__EXERCISE GOAL__:
In the listing below, find each line holding "shoe" and copy it.

__DATA FOR THIS TASK__:

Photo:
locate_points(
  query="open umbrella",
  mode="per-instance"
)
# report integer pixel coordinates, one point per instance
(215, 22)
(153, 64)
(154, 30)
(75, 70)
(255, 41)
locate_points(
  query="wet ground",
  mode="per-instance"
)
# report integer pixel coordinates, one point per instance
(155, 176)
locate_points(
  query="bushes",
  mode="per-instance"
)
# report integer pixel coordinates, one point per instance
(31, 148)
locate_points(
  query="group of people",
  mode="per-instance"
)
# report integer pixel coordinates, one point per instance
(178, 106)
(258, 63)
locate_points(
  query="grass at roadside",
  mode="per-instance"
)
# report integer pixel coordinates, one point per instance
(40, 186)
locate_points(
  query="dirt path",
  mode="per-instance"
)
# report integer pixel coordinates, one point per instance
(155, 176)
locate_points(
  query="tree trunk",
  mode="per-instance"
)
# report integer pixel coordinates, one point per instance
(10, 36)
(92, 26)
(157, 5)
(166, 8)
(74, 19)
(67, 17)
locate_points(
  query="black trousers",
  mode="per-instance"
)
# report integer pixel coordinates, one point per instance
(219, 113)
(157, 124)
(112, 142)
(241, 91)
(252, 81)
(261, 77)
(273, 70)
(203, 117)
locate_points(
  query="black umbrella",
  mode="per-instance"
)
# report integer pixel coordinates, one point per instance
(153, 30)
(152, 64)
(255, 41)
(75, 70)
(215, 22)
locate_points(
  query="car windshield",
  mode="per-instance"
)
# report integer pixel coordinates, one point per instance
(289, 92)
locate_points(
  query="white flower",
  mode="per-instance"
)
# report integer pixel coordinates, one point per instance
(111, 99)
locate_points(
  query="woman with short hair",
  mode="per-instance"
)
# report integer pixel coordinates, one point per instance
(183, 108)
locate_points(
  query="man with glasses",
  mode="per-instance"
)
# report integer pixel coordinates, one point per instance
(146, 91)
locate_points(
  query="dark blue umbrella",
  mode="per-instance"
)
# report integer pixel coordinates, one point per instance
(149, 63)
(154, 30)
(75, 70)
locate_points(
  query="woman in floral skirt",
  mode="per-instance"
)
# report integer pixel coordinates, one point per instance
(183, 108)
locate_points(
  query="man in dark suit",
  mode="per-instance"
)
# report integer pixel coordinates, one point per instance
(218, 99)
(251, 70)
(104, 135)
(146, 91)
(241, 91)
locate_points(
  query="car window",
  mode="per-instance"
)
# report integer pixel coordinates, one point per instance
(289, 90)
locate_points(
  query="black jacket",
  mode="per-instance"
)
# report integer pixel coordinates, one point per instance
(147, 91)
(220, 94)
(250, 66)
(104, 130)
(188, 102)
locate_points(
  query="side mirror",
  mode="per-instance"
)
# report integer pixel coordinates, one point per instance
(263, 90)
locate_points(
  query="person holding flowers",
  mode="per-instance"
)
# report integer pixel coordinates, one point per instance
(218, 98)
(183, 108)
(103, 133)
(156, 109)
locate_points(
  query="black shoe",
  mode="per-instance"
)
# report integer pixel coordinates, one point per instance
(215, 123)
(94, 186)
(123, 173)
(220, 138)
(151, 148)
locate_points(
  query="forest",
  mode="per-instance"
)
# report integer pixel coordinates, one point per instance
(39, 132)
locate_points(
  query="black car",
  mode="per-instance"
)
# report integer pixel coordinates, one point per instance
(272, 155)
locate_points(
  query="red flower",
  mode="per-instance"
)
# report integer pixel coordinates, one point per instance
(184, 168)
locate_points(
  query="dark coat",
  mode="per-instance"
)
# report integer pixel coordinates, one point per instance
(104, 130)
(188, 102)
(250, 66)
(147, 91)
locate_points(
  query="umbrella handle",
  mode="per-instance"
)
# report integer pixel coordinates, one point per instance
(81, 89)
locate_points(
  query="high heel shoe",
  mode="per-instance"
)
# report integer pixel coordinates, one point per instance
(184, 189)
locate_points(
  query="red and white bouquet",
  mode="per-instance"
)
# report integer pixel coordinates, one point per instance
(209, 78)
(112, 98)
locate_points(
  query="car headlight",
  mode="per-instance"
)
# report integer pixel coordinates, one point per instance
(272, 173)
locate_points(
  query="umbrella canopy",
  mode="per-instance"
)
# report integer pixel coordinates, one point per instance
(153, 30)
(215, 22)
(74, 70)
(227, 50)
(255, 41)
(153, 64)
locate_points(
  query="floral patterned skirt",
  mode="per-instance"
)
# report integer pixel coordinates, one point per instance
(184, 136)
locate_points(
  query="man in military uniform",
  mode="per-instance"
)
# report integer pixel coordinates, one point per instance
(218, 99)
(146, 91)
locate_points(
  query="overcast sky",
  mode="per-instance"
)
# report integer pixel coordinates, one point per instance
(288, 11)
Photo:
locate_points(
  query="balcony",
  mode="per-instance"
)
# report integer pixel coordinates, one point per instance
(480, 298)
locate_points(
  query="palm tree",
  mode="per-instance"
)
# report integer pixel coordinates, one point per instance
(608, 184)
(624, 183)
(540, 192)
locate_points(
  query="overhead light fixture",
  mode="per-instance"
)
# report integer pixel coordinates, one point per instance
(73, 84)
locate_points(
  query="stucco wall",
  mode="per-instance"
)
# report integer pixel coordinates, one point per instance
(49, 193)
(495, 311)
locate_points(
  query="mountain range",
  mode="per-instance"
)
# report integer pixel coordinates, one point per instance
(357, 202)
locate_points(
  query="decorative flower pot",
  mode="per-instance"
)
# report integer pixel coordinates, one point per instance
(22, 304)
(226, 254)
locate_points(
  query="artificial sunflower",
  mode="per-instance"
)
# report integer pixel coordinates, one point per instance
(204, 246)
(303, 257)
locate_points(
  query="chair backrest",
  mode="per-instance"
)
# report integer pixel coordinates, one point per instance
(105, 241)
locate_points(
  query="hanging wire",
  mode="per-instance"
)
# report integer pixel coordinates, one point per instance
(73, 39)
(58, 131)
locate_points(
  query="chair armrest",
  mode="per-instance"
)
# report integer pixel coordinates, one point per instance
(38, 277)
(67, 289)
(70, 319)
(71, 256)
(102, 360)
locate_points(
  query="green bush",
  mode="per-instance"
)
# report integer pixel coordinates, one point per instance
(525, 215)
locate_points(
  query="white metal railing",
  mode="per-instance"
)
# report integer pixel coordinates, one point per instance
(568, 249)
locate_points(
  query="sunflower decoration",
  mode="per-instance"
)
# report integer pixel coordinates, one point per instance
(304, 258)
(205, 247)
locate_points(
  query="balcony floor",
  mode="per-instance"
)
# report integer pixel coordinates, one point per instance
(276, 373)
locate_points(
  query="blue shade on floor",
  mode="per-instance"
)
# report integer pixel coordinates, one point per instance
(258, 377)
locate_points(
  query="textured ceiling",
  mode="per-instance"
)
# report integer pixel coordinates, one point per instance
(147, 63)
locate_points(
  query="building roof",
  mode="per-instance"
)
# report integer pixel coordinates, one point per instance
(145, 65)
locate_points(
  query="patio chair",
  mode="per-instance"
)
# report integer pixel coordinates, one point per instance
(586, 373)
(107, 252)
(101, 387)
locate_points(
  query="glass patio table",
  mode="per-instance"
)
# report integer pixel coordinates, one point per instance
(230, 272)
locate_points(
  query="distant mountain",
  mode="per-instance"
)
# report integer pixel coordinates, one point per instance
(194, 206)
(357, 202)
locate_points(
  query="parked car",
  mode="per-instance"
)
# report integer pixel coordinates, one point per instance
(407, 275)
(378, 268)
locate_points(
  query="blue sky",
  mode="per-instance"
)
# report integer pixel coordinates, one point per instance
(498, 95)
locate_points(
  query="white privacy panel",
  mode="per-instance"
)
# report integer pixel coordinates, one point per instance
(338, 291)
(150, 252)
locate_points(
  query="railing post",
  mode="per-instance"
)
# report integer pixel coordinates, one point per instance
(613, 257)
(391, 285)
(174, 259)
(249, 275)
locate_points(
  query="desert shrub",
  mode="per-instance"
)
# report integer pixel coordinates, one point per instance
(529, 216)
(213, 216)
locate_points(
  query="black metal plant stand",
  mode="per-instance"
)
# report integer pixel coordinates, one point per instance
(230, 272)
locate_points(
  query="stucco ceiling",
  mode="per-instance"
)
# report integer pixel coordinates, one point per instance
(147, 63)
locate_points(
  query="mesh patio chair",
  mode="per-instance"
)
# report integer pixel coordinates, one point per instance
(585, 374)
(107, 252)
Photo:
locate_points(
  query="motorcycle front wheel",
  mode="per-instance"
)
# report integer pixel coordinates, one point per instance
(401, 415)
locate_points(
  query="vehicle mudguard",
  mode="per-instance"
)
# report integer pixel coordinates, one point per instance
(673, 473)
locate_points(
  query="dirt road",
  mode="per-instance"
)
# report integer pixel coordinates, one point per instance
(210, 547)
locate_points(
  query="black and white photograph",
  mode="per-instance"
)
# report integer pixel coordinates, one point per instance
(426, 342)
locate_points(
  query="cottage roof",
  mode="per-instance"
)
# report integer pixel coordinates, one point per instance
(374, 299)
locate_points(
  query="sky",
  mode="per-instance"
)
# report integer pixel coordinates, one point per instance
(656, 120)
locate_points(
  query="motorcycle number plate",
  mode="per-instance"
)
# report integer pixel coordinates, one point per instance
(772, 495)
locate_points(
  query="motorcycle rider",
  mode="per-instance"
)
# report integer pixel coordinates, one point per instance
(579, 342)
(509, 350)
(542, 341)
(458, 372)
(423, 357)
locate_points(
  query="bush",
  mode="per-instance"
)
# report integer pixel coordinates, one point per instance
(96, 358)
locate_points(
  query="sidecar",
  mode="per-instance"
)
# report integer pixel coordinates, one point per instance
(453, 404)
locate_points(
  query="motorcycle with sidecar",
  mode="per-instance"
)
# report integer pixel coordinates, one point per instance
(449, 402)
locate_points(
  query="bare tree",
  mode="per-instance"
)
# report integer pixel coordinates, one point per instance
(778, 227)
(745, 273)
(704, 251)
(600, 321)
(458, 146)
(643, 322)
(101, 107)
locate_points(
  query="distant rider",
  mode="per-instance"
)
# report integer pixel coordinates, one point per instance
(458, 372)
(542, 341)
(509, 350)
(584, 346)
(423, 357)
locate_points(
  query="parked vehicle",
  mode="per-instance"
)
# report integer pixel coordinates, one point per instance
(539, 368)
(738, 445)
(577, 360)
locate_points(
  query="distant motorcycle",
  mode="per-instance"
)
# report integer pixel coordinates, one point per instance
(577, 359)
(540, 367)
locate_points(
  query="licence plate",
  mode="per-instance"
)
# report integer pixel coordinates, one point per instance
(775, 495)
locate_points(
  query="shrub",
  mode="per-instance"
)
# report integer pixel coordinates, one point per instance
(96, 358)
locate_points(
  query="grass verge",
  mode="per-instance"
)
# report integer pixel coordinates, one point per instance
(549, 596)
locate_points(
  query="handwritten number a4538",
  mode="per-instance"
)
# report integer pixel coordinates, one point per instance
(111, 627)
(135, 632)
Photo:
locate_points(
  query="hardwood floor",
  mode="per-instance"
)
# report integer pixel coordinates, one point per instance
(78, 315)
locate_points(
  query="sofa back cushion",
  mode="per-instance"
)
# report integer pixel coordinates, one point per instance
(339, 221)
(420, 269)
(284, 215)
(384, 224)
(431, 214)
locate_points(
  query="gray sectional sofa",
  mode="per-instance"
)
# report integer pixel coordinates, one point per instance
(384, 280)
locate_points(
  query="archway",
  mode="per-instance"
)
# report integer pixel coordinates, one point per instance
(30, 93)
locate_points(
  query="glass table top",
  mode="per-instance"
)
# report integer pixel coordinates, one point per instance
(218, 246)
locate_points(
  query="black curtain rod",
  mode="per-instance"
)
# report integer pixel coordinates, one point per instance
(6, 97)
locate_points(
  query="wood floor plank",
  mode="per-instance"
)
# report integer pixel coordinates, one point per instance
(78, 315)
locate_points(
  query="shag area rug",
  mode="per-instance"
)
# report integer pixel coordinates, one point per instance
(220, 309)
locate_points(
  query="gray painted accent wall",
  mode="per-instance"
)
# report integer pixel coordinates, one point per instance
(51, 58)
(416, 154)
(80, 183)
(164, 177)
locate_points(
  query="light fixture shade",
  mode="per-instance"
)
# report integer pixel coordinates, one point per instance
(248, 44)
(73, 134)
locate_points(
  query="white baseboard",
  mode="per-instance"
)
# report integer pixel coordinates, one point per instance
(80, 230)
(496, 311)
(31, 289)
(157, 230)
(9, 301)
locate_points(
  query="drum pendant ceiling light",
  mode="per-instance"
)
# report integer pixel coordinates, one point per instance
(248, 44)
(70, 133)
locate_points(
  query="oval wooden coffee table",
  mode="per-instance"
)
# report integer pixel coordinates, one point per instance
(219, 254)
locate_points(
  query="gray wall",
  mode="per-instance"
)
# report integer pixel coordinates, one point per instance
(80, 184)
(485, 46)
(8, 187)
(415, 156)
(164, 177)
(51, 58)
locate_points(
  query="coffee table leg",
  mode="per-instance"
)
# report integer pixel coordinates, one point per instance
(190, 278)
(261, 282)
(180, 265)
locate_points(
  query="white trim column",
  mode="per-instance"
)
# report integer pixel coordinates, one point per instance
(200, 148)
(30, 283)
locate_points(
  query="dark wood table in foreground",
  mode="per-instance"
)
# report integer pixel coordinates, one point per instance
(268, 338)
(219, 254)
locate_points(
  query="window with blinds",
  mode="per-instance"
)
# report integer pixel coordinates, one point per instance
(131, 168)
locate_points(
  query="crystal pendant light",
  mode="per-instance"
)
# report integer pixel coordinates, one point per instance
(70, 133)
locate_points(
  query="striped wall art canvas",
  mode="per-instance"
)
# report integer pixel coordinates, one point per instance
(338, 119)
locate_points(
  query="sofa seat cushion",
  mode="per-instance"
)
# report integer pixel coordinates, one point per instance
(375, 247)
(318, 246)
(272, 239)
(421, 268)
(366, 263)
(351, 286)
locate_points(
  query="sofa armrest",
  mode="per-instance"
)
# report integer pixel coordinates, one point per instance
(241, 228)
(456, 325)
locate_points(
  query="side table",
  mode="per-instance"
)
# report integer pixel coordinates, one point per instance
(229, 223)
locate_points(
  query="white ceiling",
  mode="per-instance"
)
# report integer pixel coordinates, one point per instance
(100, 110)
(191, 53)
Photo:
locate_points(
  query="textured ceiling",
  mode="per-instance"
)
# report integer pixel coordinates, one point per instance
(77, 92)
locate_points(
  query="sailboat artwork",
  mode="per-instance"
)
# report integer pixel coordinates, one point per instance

__TASK RESPONSE__:
  query="black shoe",
  query="high heel shoe",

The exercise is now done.